Requirement A:
Which lines of the listing contain the word "post"? Report each one in full.

Excerpt to read:
Chikondi Medson, a graduate student in Classics from Malawi, was not expecting to leave his undergraduate university in Rome to come study Classics in the Commonwealth last August. However, his path changed when he met two UK Classics professors at a conference promoting the use of Latin: Milena Minkova, Director of Graduate Studies in the Department of Modern and Classical Languages, Literatures and Cultures, and Terence Tunberg, Director of the Institute for Latin Studies, a Graduate Certificate Curriculum in which the Latin patrimony is being taught and researched in its continuity from ancient until modern times in the target language.
"Chikondi is an outstanding classical scholar with a very unique life path. His story should be known to more people as inspiration to our efforts for inclusion and internationalization," Minkova said.
Medson’s unique life path led him from his home in Southeast Africa to many places around the world. He began his college career in Rome, nearly 7,000 miles away from his home in Malawi, to study Classics at Università Pontificia Salesiana. During his time there, he met other students from all over the world who were studying Classics on scholarships and spoke Latin in an immersive environment.
“It was very immersive in Rome,” Medson said. “I was speaking Latin and nothing else for a year.”

Requirement B:
In the profile of Chikondi Medson, which university in Rome did he attend to study Classics?

Input material:
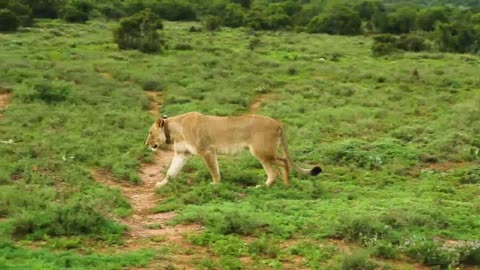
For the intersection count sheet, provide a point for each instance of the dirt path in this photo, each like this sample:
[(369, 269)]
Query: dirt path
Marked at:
[(147, 229), (5, 97)]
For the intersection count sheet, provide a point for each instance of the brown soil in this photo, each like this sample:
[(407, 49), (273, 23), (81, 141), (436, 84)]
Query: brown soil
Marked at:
[(445, 166), (147, 229), (258, 101), (5, 97)]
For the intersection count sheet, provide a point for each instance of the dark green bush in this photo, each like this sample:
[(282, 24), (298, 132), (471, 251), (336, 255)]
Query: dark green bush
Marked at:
[(429, 17), (174, 10), (459, 36), (22, 12), (212, 23), (72, 14), (385, 250), (471, 256), (360, 229), (339, 21), (77, 11), (44, 90), (183, 47), (264, 246), (430, 253), (470, 175), (233, 16), (46, 8), (401, 21), (139, 31), (358, 261), (8, 20), (111, 11), (411, 42), (386, 44)]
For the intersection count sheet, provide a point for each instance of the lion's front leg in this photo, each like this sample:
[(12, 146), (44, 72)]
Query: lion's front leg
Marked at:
[(176, 166)]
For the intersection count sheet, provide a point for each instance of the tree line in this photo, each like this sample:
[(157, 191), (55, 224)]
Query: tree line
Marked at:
[(452, 28)]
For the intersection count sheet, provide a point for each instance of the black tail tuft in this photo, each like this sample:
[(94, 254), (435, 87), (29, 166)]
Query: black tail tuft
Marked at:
[(315, 171)]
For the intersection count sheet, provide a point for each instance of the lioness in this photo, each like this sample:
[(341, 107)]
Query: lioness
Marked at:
[(206, 135)]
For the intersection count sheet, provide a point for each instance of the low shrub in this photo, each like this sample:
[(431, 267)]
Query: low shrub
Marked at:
[(385, 250), (213, 23), (265, 246), (360, 229), (358, 260), (386, 44), (139, 32), (431, 253), (183, 47), (8, 21), (44, 90)]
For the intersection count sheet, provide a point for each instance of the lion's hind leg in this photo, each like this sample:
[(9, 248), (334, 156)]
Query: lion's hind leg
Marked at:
[(210, 159), (268, 163), (285, 169)]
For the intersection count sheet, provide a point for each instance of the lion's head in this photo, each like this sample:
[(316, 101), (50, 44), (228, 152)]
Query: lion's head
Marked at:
[(156, 135)]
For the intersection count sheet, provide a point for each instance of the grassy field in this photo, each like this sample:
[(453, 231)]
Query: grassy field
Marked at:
[(397, 138)]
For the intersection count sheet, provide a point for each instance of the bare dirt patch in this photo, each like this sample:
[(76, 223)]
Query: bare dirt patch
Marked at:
[(258, 101), (143, 223), (5, 97), (147, 229)]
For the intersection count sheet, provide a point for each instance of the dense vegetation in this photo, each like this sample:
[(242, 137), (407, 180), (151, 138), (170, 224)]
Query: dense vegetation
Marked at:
[(397, 137), (393, 118), (452, 28)]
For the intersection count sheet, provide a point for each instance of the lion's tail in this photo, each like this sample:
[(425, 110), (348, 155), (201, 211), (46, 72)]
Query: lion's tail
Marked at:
[(313, 171)]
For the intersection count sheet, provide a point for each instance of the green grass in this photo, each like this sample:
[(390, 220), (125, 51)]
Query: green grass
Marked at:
[(375, 127)]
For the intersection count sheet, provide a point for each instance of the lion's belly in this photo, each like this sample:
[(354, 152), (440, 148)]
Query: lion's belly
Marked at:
[(229, 149)]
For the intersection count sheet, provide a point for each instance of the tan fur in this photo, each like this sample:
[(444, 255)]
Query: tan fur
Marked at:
[(205, 135)]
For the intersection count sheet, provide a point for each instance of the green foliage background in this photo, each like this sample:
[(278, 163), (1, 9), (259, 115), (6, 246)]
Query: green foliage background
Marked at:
[(397, 136)]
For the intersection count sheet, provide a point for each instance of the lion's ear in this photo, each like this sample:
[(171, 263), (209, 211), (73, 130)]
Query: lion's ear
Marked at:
[(160, 122)]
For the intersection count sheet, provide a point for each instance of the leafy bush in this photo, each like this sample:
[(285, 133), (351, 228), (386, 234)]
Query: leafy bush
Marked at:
[(77, 11), (387, 44), (458, 37), (8, 20), (314, 254), (401, 21), (139, 31), (358, 260), (385, 250), (360, 229), (22, 12), (411, 42), (175, 10), (430, 253), (46, 8), (44, 90), (429, 17), (227, 220), (469, 176), (233, 16), (183, 47), (265, 246), (339, 21), (212, 23)]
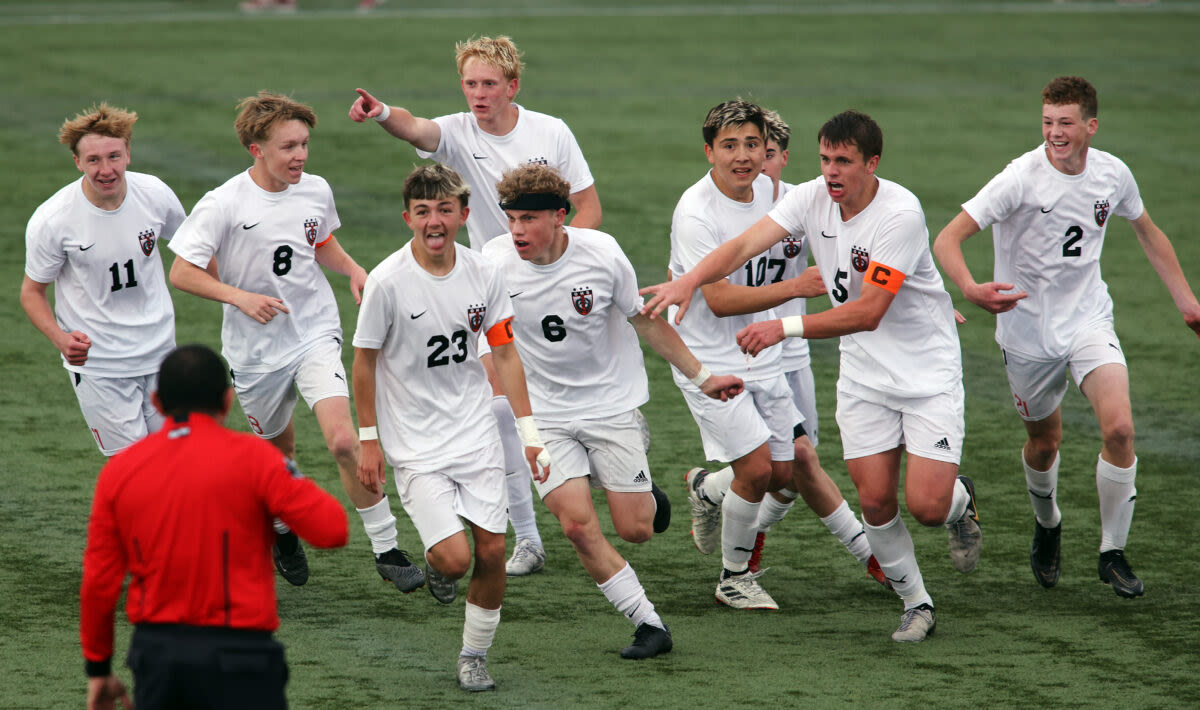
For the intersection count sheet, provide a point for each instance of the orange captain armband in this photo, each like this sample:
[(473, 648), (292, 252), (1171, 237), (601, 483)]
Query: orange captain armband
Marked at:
[(885, 277), (501, 334)]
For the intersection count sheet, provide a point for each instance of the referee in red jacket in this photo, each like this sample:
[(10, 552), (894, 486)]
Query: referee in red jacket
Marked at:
[(186, 513)]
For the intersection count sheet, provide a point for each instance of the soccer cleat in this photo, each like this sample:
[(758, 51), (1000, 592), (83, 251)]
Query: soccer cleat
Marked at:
[(661, 509), (649, 641), (756, 554), (443, 589), (876, 572), (473, 675), (743, 591), (1115, 570), (966, 539), (294, 566), (527, 558), (706, 517), (1045, 554), (395, 566), (916, 625)]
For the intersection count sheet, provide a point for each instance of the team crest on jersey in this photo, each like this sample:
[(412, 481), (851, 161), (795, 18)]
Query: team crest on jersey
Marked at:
[(147, 240), (582, 300), (310, 230), (859, 258), (475, 317)]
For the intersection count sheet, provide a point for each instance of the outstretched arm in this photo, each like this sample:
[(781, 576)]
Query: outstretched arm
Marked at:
[(1162, 257), (718, 264), (423, 133), (948, 250), (666, 342)]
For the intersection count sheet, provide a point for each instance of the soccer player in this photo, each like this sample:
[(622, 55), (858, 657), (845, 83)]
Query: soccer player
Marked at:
[(493, 136), (186, 515), (785, 260), (271, 230), (423, 403), (575, 300), (759, 434), (1049, 210), (95, 240), (901, 378)]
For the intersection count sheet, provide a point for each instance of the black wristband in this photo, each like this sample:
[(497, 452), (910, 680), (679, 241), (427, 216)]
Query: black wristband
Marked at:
[(99, 668)]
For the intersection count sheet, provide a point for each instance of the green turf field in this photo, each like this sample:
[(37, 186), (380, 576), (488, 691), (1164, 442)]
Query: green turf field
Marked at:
[(955, 88)]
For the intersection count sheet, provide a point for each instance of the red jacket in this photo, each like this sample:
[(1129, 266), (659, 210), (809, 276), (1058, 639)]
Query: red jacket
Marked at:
[(187, 513)]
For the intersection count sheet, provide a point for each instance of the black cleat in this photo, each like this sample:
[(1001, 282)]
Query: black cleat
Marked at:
[(1115, 570), (395, 566), (1045, 555), (294, 565), (661, 510), (648, 642)]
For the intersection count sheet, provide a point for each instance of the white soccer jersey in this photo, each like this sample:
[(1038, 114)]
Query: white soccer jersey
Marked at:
[(432, 397), (705, 220), (581, 355), (108, 277), (915, 350), (265, 242), (1048, 230), (481, 158), (787, 259)]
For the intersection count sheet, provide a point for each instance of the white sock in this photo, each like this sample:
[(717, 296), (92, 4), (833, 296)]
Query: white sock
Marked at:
[(739, 528), (715, 485), (379, 524), (893, 549), (958, 503), (627, 594), (849, 530), (517, 476), (1117, 494), (1043, 488), (479, 630), (771, 512)]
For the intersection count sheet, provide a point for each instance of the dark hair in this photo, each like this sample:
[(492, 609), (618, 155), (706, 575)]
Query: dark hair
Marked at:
[(192, 378), (852, 127)]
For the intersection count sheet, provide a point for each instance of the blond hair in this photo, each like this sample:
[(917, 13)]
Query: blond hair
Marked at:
[(258, 114), (101, 120)]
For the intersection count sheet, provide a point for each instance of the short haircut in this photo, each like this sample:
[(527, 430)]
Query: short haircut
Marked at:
[(102, 120), (533, 179), (192, 378), (732, 113), (852, 127), (1067, 90), (435, 182), (778, 131), (258, 114), (497, 52)]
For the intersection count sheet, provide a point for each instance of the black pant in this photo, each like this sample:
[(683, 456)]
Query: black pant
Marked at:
[(207, 667)]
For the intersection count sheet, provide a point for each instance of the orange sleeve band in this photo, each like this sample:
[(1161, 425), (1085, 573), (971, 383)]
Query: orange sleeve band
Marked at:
[(501, 334), (885, 277)]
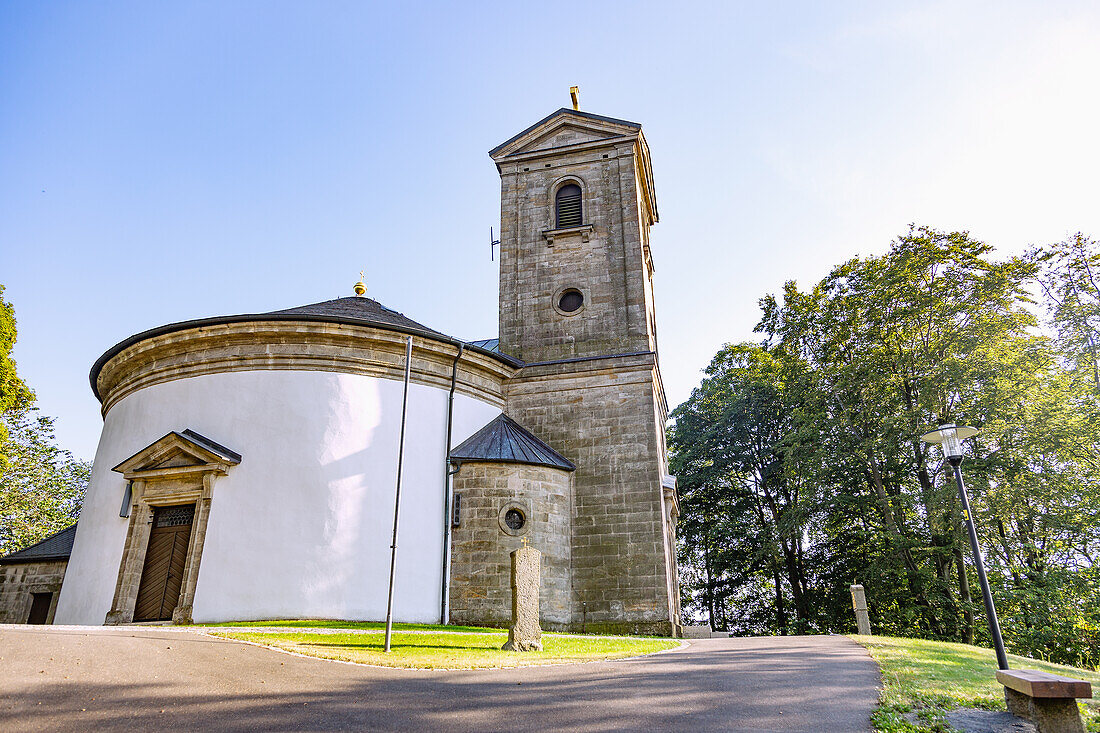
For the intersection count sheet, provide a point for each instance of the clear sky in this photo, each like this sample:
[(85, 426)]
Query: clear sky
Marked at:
[(162, 161)]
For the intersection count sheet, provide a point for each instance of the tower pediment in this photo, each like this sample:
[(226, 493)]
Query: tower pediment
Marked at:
[(564, 128)]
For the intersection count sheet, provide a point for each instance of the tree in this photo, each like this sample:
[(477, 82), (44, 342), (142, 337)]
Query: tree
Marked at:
[(1070, 281), (13, 392), (41, 485), (803, 469)]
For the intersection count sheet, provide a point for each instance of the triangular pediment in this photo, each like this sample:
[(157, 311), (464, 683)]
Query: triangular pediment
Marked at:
[(178, 452), (565, 128)]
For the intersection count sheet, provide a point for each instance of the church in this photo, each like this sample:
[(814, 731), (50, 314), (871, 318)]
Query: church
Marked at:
[(246, 466)]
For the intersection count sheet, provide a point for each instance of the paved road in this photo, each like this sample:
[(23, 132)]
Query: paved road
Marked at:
[(149, 679)]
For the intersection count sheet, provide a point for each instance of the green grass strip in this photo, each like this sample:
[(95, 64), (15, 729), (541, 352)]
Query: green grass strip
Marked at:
[(932, 678), (452, 651)]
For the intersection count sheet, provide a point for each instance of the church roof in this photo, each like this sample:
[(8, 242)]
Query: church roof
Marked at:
[(505, 440), (559, 112), (488, 345), (359, 308), (353, 309), (57, 546)]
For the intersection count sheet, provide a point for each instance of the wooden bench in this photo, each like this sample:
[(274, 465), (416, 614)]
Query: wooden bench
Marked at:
[(1047, 700)]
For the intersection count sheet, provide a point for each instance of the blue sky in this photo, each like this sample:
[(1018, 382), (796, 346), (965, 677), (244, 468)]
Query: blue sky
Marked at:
[(161, 162)]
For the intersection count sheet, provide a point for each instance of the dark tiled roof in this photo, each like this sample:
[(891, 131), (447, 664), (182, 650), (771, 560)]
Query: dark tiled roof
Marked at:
[(563, 110), (359, 310), (493, 346), (217, 448), (55, 547), (506, 441)]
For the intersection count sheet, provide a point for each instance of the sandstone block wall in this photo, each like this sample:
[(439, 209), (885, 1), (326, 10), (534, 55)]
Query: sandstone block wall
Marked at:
[(21, 579), (481, 566), (605, 259), (603, 415)]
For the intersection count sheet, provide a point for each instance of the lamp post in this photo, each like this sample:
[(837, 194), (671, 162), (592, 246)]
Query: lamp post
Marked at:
[(948, 438)]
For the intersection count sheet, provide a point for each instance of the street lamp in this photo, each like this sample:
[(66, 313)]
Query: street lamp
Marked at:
[(948, 438)]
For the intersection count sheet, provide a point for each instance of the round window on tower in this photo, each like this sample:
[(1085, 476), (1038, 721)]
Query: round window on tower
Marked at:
[(569, 302), (513, 518)]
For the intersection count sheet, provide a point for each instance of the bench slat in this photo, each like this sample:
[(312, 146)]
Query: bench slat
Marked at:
[(1038, 684)]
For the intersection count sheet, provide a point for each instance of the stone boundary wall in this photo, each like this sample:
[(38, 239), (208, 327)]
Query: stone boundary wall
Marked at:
[(481, 566), (304, 346), (18, 580)]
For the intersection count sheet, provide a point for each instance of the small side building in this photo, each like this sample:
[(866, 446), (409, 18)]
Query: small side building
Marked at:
[(510, 488), (31, 579)]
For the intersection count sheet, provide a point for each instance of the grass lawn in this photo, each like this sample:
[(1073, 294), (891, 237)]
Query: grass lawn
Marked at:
[(932, 678), (360, 625), (452, 651)]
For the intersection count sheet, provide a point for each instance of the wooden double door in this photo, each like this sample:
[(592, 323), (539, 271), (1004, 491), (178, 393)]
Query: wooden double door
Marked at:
[(163, 572)]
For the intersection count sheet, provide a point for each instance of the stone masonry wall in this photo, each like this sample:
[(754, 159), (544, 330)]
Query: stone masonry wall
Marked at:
[(605, 262), (20, 579), (481, 566), (601, 414)]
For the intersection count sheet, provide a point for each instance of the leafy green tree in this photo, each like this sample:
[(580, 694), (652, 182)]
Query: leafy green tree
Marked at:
[(42, 487), (13, 392), (803, 469), (1070, 281)]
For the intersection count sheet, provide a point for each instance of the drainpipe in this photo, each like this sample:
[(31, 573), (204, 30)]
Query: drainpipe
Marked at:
[(444, 613)]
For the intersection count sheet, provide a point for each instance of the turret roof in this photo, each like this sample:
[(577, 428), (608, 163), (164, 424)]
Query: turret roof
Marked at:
[(504, 440)]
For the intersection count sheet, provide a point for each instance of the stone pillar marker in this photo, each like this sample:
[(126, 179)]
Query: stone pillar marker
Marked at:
[(525, 634), (859, 603)]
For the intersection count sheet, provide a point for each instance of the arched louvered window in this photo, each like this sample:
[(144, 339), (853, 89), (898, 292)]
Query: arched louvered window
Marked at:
[(569, 206)]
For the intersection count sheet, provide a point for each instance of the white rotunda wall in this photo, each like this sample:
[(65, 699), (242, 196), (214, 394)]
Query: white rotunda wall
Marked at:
[(301, 527)]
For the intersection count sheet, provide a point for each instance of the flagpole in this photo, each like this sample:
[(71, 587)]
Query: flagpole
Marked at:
[(397, 494)]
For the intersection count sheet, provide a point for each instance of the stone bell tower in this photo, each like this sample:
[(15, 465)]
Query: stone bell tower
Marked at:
[(576, 204), (576, 307)]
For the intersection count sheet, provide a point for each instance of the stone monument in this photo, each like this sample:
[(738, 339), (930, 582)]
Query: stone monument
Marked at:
[(859, 604), (525, 634)]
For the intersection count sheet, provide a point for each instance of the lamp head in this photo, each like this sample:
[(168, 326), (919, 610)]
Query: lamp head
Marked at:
[(949, 438)]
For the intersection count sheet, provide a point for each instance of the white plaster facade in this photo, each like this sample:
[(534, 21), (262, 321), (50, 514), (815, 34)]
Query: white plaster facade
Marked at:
[(301, 526)]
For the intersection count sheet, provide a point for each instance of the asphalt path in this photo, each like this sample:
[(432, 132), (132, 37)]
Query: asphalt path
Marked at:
[(150, 679)]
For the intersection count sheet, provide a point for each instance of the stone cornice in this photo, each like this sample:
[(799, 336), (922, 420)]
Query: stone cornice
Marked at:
[(301, 346)]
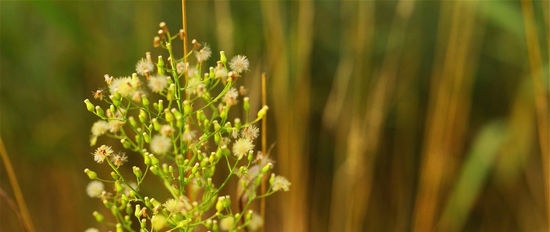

Written reply A:
For the intersection count sheet, provide a point for each instance of the lamp post in this photo, each like this sample:
Query: lamp post

Written reply B:
Università Pontificia Salesiana